* Passage:
----------------
Examine the Fourier transform:

\$\hat{f}(\omega) = \int_{-\infty}^{\infty} f(t)\ e^{-i \omega t}\,dx,\$

Essentially, it takes a test sine wave (\$e^{-i \omega }\$) with frequency \$\omega\$ and determines how similar that sine wave is to your input function 1. It determines this similarity, or "cross-correlation", by multiplying that sine wave with your input function across all time and integrates. If there is little similarity between this frequency \$\omega\$ and your input, then this integration will be equal to zero.

As you've observed, this test signal never changes amplitude and can only be used to examine the steady state behavior of your input.

Now compare to the Laplace transform:

\$F(s) =\int_0^\infty f(t)e^{-st} \, dt\$

Very similar, except now \$s\$ is complex and replaces the real (not complex) \$\omega\$. In addition, the integration is now not for all time, but only the future.

The neat thing about raising to a complex power \$s\$ is that there is both a real and an imaginary component, so that if \$s= a + i b\$, then \$e^{-st} = e^{-at}e^{-ibt}\$. So now we have a sine wave that either grows exponentially, shrinks exponentially, or maintains a constant amplitude depending on the value of \$a\$.

This test signal that can change over time, plus the fact that the integration now only starts at time 0 means that we can now extract the transient response from the input signal.
----------------
* Directive 1: In the passage on Fourier and Laplace transforms, over what span of time does the Laplace transform integrate?
* Directive 2: Reproduce everything in the passage on Fourier and Laplace transforms from "Essentially, it takes" down to "of your input.", word for word.
The listing after this passage is separate material with no connection to it.

* Rows:
----------------
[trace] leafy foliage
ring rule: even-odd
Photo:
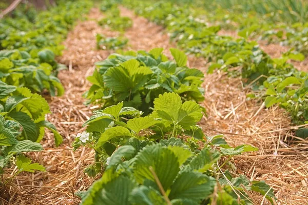
[[[211,73],[216,69],[221,69],[231,76],[241,75],[244,84],[248,84],[253,89],[253,93],[255,92],[254,91],[257,91],[256,94],[264,100],[267,107],[278,105],[290,113],[295,124],[305,124],[307,121],[306,111],[308,96],[307,84],[305,83],[307,80],[307,74],[297,70],[292,64],[287,62],[290,60],[300,61],[304,58],[303,54],[298,51],[304,54],[304,50],[307,48],[305,46],[308,42],[308,38],[306,37],[308,30],[305,28],[307,27],[306,24],[303,26],[298,23],[295,23],[293,28],[288,28],[286,31],[285,31],[286,26],[283,24],[278,30],[277,27],[280,26],[268,28],[266,22],[273,20],[277,23],[278,19],[276,18],[278,18],[276,16],[272,16],[272,13],[268,12],[269,16],[264,17],[268,20],[264,20],[264,19],[262,19],[262,16],[255,16],[255,13],[249,13],[253,16],[251,18],[247,18],[247,15],[248,15],[247,13],[244,13],[242,17],[239,17],[239,11],[248,11],[247,8],[251,5],[260,6],[259,4],[256,4],[257,2],[245,3],[246,9],[243,8],[242,4],[239,1],[229,2],[223,5],[223,9],[216,2],[214,1],[213,4],[204,4],[202,1],[193,1],[192,4],[183,4],[180,2],[177,4],[164,1],[153,3],[152,1],[124,0],[123,3],[126,6],[133,8],[138,14],[165,26],[172,40],[177,42],[180,48],[185,49],[186,52],[206,58],[210,63],[208,73]],[[219,2],[229,1],[222,0]],[[283,2],[285,5],[288,5],[286,3],[288,1]],[[233,7],[234,3],[235,5]],[[264,5],[266,4],[264,3]],[[228,6],[226,6],[226,5]],[[276,8],[281,6],[281,4],[277,4],[276,2],[271,6]],[[288,10],[290,8],[287,6],[282,7],[284,10]],[[292,5],[291,8],[293,10],[296,7]],[[205,12],[205,8],[211,12]],[[218,13],[211,12],[216,9]],[[256,9],[256,7],[254,9]],[[267,8],[263,8],[263,9],[266,11]],[[281,13],[276,14],[279,16]],[[275,20],[269,19],[271,18],[268,16]],[[291,16],[288,18],[292,18]],[[207,22],[208,18],[213,20],[213,26],[207,26],[205,22]],[[243,19],[246,20],[243,20]],[[261,24],[259,24],[260,19]],[[218,35],[221,26],[223,26],[222,24],[219,24],[221,22],[225,22],[226,25],[231,25],[230,22],[239,25],[241,30],[238,34],[243,38],[234,39],[230,36]],[[217,22],[219,24],[218,26],[217,26]],[[275,23],[273,24],[274,26],[277,25]],[[266,29],[272,29],[273,32],[269,30],[266,35],[271,35],[272,33],[282,41],[291,42],[294,40],[299,47],[296,49],[292,48],[279,58],[271,58],[260,48],[256,42],[246,39],[255,32],[265,33],[264,31]],[[297,37],[296,33],[298,32],[296,31],[301,32]],[[238,69],[234,69],[234,68]],[[291,79],[295,78],[300,83],[283,86],[283,84],[290,81]],[[282,84],[278,88],[277,86],[279,84]]]
[[[56,146],[61,144],[62,137],[54,126],[45,120],[50,110],[43,97],[31,93],[26,88],[9,86],[1,81],[0,93],[0,114],[21,126],[22,130],[16,136],[18,140],[40,141],[47,128],[54,133]]]
[[[202,100],[203,73],[186,66],[183,53],[172,51],[176,63],[168,60],[161,48],[112,54],[98,62],[98,70],[88,78],[93,85],[85,94],[87,103],[99,103],[104,108],[124,101],[125,106],[149,113],[153,99],[165,92],[178,94],[182,100]]]
[[[0,51],[0,79],[15,86],[26,87],[33,92],[49,91],[52,96],[62,95],[64,88],[60,80],[52,73],[57,65],[53,53],[45,49],[36,58],[18,50]]]
[[[134,156],[134,150],[131,146],[125,146],[114,153],[103,177],[82,194],[82,204],[102,201],[106,204],[197,204],[211,200],[217,183],[224,189],[220,194],[226,193],[232,200],[236,201],[236,195],[228,190],[229,187],[224,178],[217,181],[213,177],[215,172],[210,174],[203,173],[209,169],[215,170],[211,168],[215,160],[202,164],[196,162],[197,158],[219,158],[219,154],[215,151],[204,148],[196,155],[181,147],[158,144],[146,146]],[[207,168],[201,169],[202,167]],[[236,181],[233,186],[240,188],[244,184],[247,189],[261,194],[266,192],[272,200],[273,191],[264,187],[264,182],[254,182],[251,186],[245,177],[240,177],[237,178],[241,181],[232,179]],[[120,189],[120,192],[117,191]],[[241,199],[241,204],[250,203]]]
[[[34,172],[34,170],[45,171],[45,168],[37,163],[32,163],[31,160],[19,155],[15,162],[14,155],[20,154],[22,152],[38,152],[43,150],[41,144],[33,142],[28,140],[18,141],[18,137],[21,126],[18,122],[6,120],[0,115],[0,174],[3,172],[3,169],[10,166],[14,162],[18,168],[15,175],[23,171]]]
[[[124,47],[128,40],[121,37],[105,37],[104,35],[97,34],[97,48],[98,49],[118,50]]]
----------------
* Written answer 1: Only the future, starting at time 0 rather than over all time.

* Written answer 2:
Essentially, it takes a test sine wave (\$e^{-i \omega }\$) with frequency \$\omega\$ and determines how similar that sine wave is to your input function 1. It determines this similarity, or "cross-correlation", by multiplying that sine wave with your input function across all time and integrates. If there is little similarity between this frequency \$\omega\$ and your input, then this integration will be equal to zero.

As you've observed, this test signal never changes amplitude and can only be used to examine the steady state behavior of your input.